(Stored data entries)
▬▬▬
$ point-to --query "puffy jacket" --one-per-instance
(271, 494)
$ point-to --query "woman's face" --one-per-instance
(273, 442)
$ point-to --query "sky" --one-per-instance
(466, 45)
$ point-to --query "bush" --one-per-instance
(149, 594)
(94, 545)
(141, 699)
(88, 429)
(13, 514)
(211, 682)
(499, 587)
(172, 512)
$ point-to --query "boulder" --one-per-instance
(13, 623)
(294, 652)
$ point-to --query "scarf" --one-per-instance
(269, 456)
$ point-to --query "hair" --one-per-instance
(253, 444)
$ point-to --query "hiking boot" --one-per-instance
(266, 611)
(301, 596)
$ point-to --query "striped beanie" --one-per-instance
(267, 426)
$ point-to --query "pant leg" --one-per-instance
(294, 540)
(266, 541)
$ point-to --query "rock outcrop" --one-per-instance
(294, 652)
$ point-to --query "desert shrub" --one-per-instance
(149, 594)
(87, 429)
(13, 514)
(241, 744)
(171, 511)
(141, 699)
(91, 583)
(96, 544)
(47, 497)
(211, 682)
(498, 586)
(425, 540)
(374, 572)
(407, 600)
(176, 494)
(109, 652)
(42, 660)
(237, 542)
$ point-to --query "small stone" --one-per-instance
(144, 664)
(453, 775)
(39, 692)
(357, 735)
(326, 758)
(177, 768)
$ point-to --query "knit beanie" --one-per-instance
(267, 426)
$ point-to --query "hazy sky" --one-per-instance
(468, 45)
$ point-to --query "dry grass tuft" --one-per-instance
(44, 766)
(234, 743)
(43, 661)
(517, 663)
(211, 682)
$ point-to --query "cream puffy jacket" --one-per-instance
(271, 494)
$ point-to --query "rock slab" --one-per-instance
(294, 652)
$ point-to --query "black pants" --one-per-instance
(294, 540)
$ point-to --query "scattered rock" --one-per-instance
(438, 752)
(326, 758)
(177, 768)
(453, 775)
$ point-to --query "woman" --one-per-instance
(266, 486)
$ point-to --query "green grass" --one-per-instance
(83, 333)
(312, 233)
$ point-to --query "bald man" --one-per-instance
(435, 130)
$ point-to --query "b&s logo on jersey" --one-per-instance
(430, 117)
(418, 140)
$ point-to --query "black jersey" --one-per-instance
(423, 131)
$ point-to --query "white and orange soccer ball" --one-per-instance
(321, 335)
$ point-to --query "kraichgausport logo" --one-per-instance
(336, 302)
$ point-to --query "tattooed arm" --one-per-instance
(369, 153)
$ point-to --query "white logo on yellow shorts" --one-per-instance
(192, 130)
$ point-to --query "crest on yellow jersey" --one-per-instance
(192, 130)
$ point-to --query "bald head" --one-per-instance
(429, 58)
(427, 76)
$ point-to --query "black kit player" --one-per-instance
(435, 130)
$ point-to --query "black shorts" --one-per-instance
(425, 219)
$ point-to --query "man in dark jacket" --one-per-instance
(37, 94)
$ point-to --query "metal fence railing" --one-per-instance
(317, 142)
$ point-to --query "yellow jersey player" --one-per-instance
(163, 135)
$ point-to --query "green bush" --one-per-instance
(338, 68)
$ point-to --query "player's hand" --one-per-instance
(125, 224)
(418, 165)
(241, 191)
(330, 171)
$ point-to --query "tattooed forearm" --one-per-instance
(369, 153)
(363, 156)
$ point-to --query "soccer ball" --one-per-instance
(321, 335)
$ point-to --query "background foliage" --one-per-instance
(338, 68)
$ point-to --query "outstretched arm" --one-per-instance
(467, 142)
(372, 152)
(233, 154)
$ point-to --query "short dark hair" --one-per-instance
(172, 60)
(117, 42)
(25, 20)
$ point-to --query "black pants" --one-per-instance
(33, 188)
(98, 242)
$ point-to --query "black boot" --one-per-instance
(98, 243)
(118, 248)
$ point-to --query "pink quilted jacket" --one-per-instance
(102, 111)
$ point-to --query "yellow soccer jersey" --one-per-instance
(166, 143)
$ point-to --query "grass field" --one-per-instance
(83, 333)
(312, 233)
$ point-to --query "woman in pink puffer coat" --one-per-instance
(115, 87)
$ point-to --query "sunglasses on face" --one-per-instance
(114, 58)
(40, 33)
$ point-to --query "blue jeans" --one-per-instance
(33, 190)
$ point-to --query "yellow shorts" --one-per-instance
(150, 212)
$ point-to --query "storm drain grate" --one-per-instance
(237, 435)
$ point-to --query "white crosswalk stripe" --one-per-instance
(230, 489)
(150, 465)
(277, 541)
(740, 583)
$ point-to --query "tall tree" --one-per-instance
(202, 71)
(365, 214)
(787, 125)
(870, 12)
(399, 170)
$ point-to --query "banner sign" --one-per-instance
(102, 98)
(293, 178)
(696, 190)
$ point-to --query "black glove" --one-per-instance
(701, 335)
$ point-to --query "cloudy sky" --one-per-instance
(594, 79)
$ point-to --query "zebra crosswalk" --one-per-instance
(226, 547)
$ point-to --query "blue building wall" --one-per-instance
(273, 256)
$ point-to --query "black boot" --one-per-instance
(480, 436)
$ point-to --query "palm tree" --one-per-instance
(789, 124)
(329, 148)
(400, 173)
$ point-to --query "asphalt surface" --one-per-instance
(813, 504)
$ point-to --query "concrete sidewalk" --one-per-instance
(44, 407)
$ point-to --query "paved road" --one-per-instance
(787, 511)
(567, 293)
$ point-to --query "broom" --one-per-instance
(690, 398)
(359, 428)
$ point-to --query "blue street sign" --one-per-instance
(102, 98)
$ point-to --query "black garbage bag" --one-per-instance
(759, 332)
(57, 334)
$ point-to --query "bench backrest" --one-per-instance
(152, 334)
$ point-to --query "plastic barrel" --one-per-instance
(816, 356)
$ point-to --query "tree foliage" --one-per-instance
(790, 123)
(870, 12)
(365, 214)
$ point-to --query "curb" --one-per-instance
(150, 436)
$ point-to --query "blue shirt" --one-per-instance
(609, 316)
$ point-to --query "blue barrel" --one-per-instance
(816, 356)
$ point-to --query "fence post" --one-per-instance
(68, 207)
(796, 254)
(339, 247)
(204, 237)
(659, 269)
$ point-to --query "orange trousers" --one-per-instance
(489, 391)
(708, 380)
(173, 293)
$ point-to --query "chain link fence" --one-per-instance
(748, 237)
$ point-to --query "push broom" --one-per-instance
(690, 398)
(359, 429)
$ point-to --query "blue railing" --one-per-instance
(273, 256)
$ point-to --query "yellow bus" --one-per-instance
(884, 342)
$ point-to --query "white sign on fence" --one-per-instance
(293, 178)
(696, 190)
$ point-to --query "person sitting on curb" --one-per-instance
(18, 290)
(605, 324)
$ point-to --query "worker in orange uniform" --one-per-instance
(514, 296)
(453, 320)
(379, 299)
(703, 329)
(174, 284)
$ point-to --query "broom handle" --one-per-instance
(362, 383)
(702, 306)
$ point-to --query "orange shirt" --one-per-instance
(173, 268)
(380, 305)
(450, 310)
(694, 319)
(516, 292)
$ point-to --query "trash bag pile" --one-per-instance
▬▬▬
> **TASK TO CARRY OUT**
Line by line, transcribe the data exactly.

> **SOLUTION TO THE PROBLEM**
$ point-to --query "puffy jacket" --one-per-instance
(271, 494)
$ point-to --query "woman's face" --one-per-instance
(273, 442)
$ point-to --query "sky" --one-per-instance
(466, 45)
$ point-to --query "bush" --one-per-instance
(149, 594)
(94, 545)
(141, 699)
(88, 429)
(13, 514)
(211, 682)
(499, 587)
(172, 512)
$ point-to --query "boulder" --one-per-instance
(13, 623)
(294, 652)
$ point-to --query "scarf" --one-per-instance
(269, 456)
$ point-to --query "hair" --one-per-instance
(253, 444)
$ point-to --query "hiking boot" --one-per-instance
(266, 611)
(301, 596)
$ point-to --query "striped beanie" --one-per-instance
(267, 426)
$ point-to --query "pant leg" --one-per-instance
(294, 540)
(266, 541)
$ point-to --query "rock outcrop" --one-per-instance
(294, 652)
$ point-to --query "desert shrub" --one-per-instance
(149, 594)
(87, 429)
(13, 514)
(241, 744)
(171, 511)
(141, 699)
(91, 583)
(96, 544)
(47, 497)
(211, 682)
(498, 586)
(425, 540)
(374, 572)
(407, 600)
(176, 494)
(109, 652)
(42, 660)
(237, 542)
$ point-to --query "small stone" --one-per-instance
(144, 664)
(453, 775)
(39, 692)
(357, 735)
(326, 758)
(177, 768)
$ point-to --query "knit beanie" --one-per-instance
(267, 426)
$ point-to --query "hazy sky" --one-per-instance
(468, 45)
$ point-to --query "dry grass tuft" --one-per-instance
(44, 766)
(234, 743)
(43, 661)
(517, 663)
(211, 682)
$ point-to --query "cream puffy jacket" --one-per-instance
(271, 494)
$ point-to --query "rock slab" --one-per-instance
(294, 652)
$ point-to --query "black pants" --one-per-instance
(294, 540)
$ point-to --query "scattered rock" --one-per-instance
(438, 752)
(326, 758)
(177, 768)
(453, 775)
$ point-to --query "woman" --one-per-instance
(266, 486)
$ point-to --query "green grass" --one-per-instance
(83, 333)
(312, 233)
$ point-to --query "bald man" --one-per-instance
(435, 130)
$ point-to --query "b&s logo on jersey" --one-per-instance
(430, 117)
(418, 140)
$ point-to --query "black jersey" --one-per-instance
(423, 131)
$ point-to --query "white and orange soccer ball" --one-per-instance
(321, 335)
$ point-to --query "kraichgausport logo" --one-per-instance
(336, 302)
$ point-to --query "tattooed arm" --one-per-instance
(369, 153)
$ point-to --query "white logo on yellow shorts" --one-per-instance
(192, 130)
$ point-to --query "crest on yellow jersey" --one-per-instance
(192, 130)
$ point-to --query "bald head" --one-per-instance
(429, 58)
(427, 76)
$ point-to --query "black kit player" --one-per-instance
(435, 130)
$ point-to --query "black shorts" --one-per-instance
(425, 219)
$ point-to --query "man in dark jacket" --one-per-instance
(37, 94)
$ point-to --query "metal fence railing" --one-per-instance
(317, 142)
$ point-to --query "yellow jersey player" --one-per-instance
(163, 135)
$ point-to --query "green bush" --one-per-instance
(338, 68)
$ point-to --query "player's hand" --one-per-instance
(125, 224)
(418, 165)
(241, 191)
(330, 171)
$ point-to --query "tattooed forearm" --one-per-instance
(369, 153)
(363, 156)
$ point-to --query "soccer ball" --one-per-instance
(321, 335)
$ point-to --query "background foliage" --one-per-instance
(338, 68)
$ point-to --query "outstretched arm" --one-per-instance
(467, 142)
(372, 152)
(233, 154)
$ point-to --query "short dark hair" --one-per-instance
(172, 60)
(117, 42)
(25, 20)
$ point-to --query "black pants" --one-per-instance
(33, 188)
(98, 242)
$ point-to --query "black boot" --one-per-instance
(98, 243)
(118, 248)
$ point-to --query "pink quilted jacket" --one-per-instance
(102, 111)
$ point-to --query "yellow soccer jersey" --one-per-instance
(166, 143)
$ point-to --query "grass field" --one-per-instance
(83, 333)
(312, 233)
$ point-to --query "woman in pink puffer coat" --one-per-instance
(115, 87)
$ point-to --query "sunglasses on face" --one-per-instance
(114, 58)
(40, 33)
$ point-to --query "blue jeans" --one-per-instance
(33, 190)
$ point-to --query "yellow shorts" --one-per-instance
(150, 212)
$ point-to --query "storm drain grate" --one-per-instance
(237, 435)
$ point-to --query "white crosswalk stripe" --one-per-instance
(230, 489)
(150, 465)
(277, 541)
(740, 583)
$ point-to --query "tall tree" --one-per-instance
(202, 71)
(365, 214)
(787, 125)
(870, 12)
(399, 170)
$ point-to --query "banner sign" --one-per-instance
(102, 98)
(293, 178)
(696, 190)
$ point-to --query "black glove" --one-per-instance
(701, 335)
$ point-to --query "cloudy sky" --one-per-instance
(594, 79)
$ point-to --query "zebra crosswalk" --one-per-instance
(226, 547)
$ point-to --query "blue building wall" --one-per-instance
(273, 256)
$ point-to --query "black boot" --one-per-instance
(480, 436)
$ point-to --query "palm tree" --one-per-instance
(789, 124)
(329, 148)
(400, 173)
$ point-to --query "asphalt surface" --one-per-instance
(813, 504)
$ point-to --query "concrete sidewalk" --one-per-instance
(44, 407)
$ point-to --query "paved road" --one-per-instance
(787, 511)
(567, 293)
$ point-to --query "broom" --one-per-instance
(690, 398)
(359, 428)
$ point-to --query "blue street sign" --one-per-instance
(102, 98)
$ point-to --query "black garbage bag" --one-per-instance
(759, 332)
(57, 334)
$ point-to --query "bench backrest" --one-per-instance
(152, 334)
$ point-to --query "plastic barrel" --one-per-instance
(816, 356)
$ point-to --query "tree foliage" --one-per-instance
(790, 123)
(870, 12)
(365, 214)
$ point-to --query "curb" --one-per-instance
(150, 436)
$ point-to --query "blue shirt" --one-per-instance
(609, 316)
$ point-to --query "blue barrel" --one-per-instance
(816, 356)
$ point-to --query "fence post" --one-per-instance
(68, 207)
(796, 254)
(339, 247)
(204, 237)
(659, 269)
$ point-to --query "orange trousers" --one-per-instance
(489, 391)
(708, 380)
(173, 293)
$ point-to --query "chain link fence" --one-per-instance
(748, 237)
$ point-to --query "push broom" --one-per-instance
(690, 398)
(359, 429)
$ point-to --query "blue railing" --one-per-instance
(273, 256)
$ point-to --query "yellow bus" --one-per-instance
(884, 342)
$ point-to --query "white sign on fence" --one-per-instance
(293, 178)
(696, 190)
$ point-to --query "person sitting on curb" --one-per-instance
(18, 290)
(605, 324)
$ point-to --query "worker in orange uniform" --one-per-instance
(514, 296)
(453, 320)
(379, 299)
(703, 329)
(174, 284)
$ point-to --query "broom handle" --one-per-instance
(362, 383)
(702, 306)
$ point-to --query "orange shirt" --one-per-instance
(173, 268)
(380, 305)
(450, 310)
(694, 319)
(516, 292)
$ point-to --query "trash bag pile" --one-per-instance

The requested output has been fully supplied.